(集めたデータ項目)

......

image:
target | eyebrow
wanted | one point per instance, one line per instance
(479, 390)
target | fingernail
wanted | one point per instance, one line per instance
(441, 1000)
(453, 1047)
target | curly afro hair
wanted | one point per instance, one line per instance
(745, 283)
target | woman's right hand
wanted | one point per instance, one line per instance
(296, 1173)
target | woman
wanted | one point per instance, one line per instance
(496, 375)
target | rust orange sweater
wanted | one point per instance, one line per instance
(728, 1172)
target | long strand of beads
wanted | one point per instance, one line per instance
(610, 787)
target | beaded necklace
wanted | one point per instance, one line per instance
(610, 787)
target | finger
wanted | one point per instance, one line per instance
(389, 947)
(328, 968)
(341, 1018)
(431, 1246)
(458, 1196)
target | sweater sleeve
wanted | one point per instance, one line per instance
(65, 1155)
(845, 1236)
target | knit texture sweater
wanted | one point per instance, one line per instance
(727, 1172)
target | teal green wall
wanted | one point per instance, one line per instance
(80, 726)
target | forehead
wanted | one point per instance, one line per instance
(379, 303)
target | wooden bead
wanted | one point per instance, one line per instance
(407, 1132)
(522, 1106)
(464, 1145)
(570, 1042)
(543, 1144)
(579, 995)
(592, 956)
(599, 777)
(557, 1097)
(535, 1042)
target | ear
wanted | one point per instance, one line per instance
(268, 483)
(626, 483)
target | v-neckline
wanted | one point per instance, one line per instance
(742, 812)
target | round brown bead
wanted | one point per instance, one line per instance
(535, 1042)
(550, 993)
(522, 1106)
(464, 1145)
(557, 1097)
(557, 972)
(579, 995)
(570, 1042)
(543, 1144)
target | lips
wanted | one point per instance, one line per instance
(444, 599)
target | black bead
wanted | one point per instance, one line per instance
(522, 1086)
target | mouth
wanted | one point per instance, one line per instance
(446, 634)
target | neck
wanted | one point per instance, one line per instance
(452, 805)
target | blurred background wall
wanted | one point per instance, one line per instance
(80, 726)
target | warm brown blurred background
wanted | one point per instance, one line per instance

......

* [短い練習]:
上の資料すべてについて、「sweater」を「jumper」に書き換えて、もう一度全行を書いてください。それ以外は一切変えないでください。

* [記述回答]:
image:
target | eyebrow
wanted | one point per instance, one line per instance
(479, 390)
target | fingernail
wanted | one point per instance, one line per instance
(441, 1000)
(453, 1047)
target | curly afro hair
wanted | one point per instance, one line per instance
(745, 283)
target | woman's right hand
wanted | one point per instance, one line per instance
(296, 1173)
target | woman
wanted | one point per instance, one line per instance
(496, 375)
target | rust orange jumper
wanted | one point per instance, one line per instance
(728, 1172)
target | long strand of beads
wanted | one point per instance, one line per instance
(610, 787)
target | beaded necklace
wanted | one point per instance, one line per instance
(610, 787)
target | finger
wanted | one point per instance, one line per instance
(389, 947)
(328, 968)
(341, 1018)
(431, 1246)
(458, 1196)
target | jumper sleeve
wanted | one point per instance, one line per instance
(65, 1155)
(845, 1236)
target | knit texture jumper
wanted | one point per instance, one line per instance
(727, 1172)
target | teal green wall
wanted | one point per instance, one line per instance
(80, 726)
target | forehead
wanted | one point per instance, one line per instance
(379, 303)
target | wooden bead
wanted | one point per instance, one line per instance
(407, 1132)
(522, 1106)
(464, 1145)
(570, 1042)
(543, 1144)
(579, 995)
(592, 956)
(599, 777)
(557, 1097)
(535, 1042)
target | ear
wanted | one point per instance, one line per instance
(268, 483)
(626, 483)
target | v-neckline
wanted | one point per instance, one line per instance
(742, 812)
target | round brown bead
wanted | one point per instance, one line per instance
(535, 1042)
(550, 993)
(522, 1106)
(464, 1145)
(557, 1097)
(557, 972)
(579, 995)
(570, 1042)
(543, 1144)
target | lips
wanted | one point per instance, one line per instance
(444, 599)
target | black bead
wanted | one point per instance, one line per instance
(522, 1086)
target | mouth
wanted | one point per instance, one line per instance
(446, 634)
target | neck
wanted | one point per instance, one line per instance
(452, 805)
target | blurred background wall
wanted | one point per instance, one line per instance
(80, 726)
target | warm brown blurred background
wanted | one point per instance, one line per instance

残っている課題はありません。